** START OF Document text **
Tuesday, March 13, 2012

"Drowning in Eggs"

That quote came in an email from my friend and fellow farmer, Emma Lincoln. She and her husband have a farm north of us called Lucky Duck Farm (www.kiyoshimino.com).

Emma brought us some delicious hard boiled eggs a few weeks back. They were all cracked looking and tea stained. They tasted spiced and were beautiful. She said it is a Japanese recipe.
So when I also was “drowning in eggs” I asked her for the recipe. Here it is…

For 6 eggs
Put the eggs in a saucepan and cover with cold water.
Bring the water to a boil, turn of the heat, cover with a lid, and let sit for ten minutes.
Run the eggs under cold water, then tap all over with the back of a spoon to crackle the shell.
Rinse out the saucepan, put the eggs back in, and add:
- 2 tea bags (I used Oolong)
- 1/2 cup soy sauce
- 2 tsp salt
- 3-4 pieces of star anise
- 1 cinnamon stick
- 1 tsp whole peppercorns
- a little bit of dried orange peel or lemon peel
- water to cover the eggs

Then heat on low for 1-3 hours, turning the eggs periodically and adding water if the liquid gets too low.  The longer they cook, the more the flavor penetrates.
** END OF Document text **
Work to do:
**1)** List every item the egg recipe post says to add to the rinsed saucepan along with the eggs, including any amounts given.
**2)** Continue the egg recipe post with a few sentences that pick up right after its last line.
The data after the egg recipe post is not needed for anything here.
** START OF Dataset records **
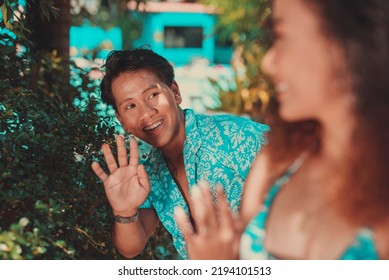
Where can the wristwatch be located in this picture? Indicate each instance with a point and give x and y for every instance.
(127, 220)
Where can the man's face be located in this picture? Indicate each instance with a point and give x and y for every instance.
(148, 108)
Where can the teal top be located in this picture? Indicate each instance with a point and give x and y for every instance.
(253, 237)
(218, 149)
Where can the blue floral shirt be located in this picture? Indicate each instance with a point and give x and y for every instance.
(218, 149)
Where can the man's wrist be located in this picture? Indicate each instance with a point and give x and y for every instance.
(127, 219)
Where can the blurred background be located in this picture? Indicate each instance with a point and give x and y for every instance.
(53, 121)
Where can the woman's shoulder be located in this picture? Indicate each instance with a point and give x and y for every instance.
(381, 233)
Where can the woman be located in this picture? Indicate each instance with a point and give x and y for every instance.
(320, 189)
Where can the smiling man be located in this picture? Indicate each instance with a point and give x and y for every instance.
(187, 148)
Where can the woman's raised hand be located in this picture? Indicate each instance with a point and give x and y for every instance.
(217, 234)
(127, 184)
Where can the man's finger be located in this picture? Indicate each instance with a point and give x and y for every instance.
(109, 158)
(183, 223)
(134, 153)
(122, 152)
(143, 177)
(99, 171)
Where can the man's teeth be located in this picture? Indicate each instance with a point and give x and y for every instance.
(153, 126)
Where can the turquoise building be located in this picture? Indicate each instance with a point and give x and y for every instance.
(181, 32)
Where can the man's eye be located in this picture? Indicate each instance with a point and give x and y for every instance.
(153, 95)
(130, 106)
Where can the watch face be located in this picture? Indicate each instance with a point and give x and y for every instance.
(127, 220)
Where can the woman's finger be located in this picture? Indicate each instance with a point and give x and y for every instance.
(209, 204)
(224, 212)
(122, 152)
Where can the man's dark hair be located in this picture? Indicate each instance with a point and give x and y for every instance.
(123, 61)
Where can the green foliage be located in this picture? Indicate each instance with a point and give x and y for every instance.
(245, 24)
(52, 206)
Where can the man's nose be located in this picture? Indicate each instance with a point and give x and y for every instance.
(147, 111)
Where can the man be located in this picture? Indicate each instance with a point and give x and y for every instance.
(187, 148)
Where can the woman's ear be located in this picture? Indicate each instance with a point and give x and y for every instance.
(176, 92)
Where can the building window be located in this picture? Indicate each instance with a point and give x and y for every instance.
(183, 37)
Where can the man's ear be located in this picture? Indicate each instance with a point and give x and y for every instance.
(176, 92)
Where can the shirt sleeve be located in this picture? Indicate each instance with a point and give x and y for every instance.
(247, 138)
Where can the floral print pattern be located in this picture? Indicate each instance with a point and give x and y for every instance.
(218, 149)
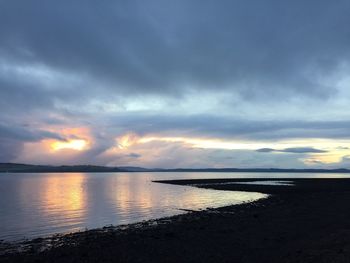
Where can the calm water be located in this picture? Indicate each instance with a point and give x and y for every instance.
(33, 205)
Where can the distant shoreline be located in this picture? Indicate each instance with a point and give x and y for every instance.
(29, 168)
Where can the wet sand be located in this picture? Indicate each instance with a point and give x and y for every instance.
(307, 222)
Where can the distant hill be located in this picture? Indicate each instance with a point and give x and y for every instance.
(29, 168)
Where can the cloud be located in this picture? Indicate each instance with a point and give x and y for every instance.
(234, 70)
(292, 150)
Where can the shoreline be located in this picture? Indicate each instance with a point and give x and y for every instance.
(307, 222)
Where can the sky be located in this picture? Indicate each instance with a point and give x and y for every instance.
(186, 83)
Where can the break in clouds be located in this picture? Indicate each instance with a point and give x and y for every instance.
(175, 83)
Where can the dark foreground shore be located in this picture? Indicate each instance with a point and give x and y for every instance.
(307, 222)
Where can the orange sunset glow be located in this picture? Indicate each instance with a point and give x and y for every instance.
(78, 145)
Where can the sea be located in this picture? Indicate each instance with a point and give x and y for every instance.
(42, 204)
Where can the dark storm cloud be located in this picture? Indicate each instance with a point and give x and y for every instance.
(226, 127)
(160, 47)
(26, 135)
(61, 60)
(292, 150)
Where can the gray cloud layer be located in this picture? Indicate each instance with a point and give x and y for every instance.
(69, 62)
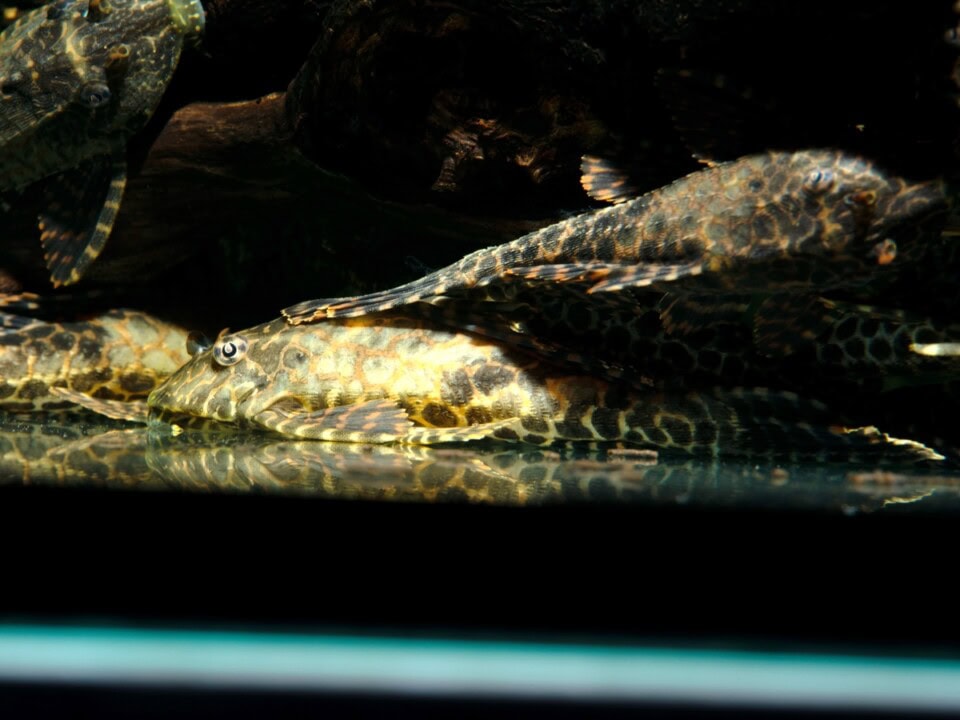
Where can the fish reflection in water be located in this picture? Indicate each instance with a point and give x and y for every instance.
(33, 452)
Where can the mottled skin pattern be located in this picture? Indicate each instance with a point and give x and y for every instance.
(120, 355)
(399, 380)
(77, 79)
(848, 343)
(775, 222)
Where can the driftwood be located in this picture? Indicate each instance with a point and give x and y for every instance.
(454, 125)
** END OF Dataset records **
Responses per task:
**1)**
- 2 tea bags (Oolong)
- 1/2 cup soy sauce
- 2 tsp salt
- 3-4 pieces of star anise
- 1 cinnamon stick
- 1 tsp whole peppercorns
- a little bit of dried orange peel or lemon peel
- water to cover the eggs

**2)**
I tried it out, left them on low for four hours. I read my book “Future of Ice” by Miyazawa Kenji (1896-1933) while my eggs steeped.
What a beautiful book! I love his poetry as he talks so much about nature, using words that make me think. I like this simple one…

“A snatch of cloud
reflected on the wings
of a beetle nibbling parsley flowers
flies in the valley sky.”

Some are much deeper and you have to read each line slowly, savor each word, let them deepen in your head, then let them drift back up into consciousness, before you go on.

There is another longer poem I like about a cypress and how it changes from day to day. And an even longer one about a farm that he went to work on called “Koiwai Farm”. Apparently he worked on some farms when he was a young man.

So I checked my eggs and here’s how mine turned out.

Hm. Not much for pretty cracks showing, no decoration. Hm.

Ah ha! My eggs are brown to start with. Duh. So the tea dyed cracks didn’t show up on the outside like I wanted. I decided to steep them longer the next day...close to 8 hours total.
They turned out better, and on the inside they look like this…

Pretty cool looking!
And they taste pretty good. Not as good as Emma’s but I think that is because I had to substitute the oolong tea for all I had, which was china black. I’ll have to get some oolong and try it again. Yum!
I wonder about trying it with different recipes and colors. Maybe using beet juice to get pink lines. If you try it, let me know how they turn out!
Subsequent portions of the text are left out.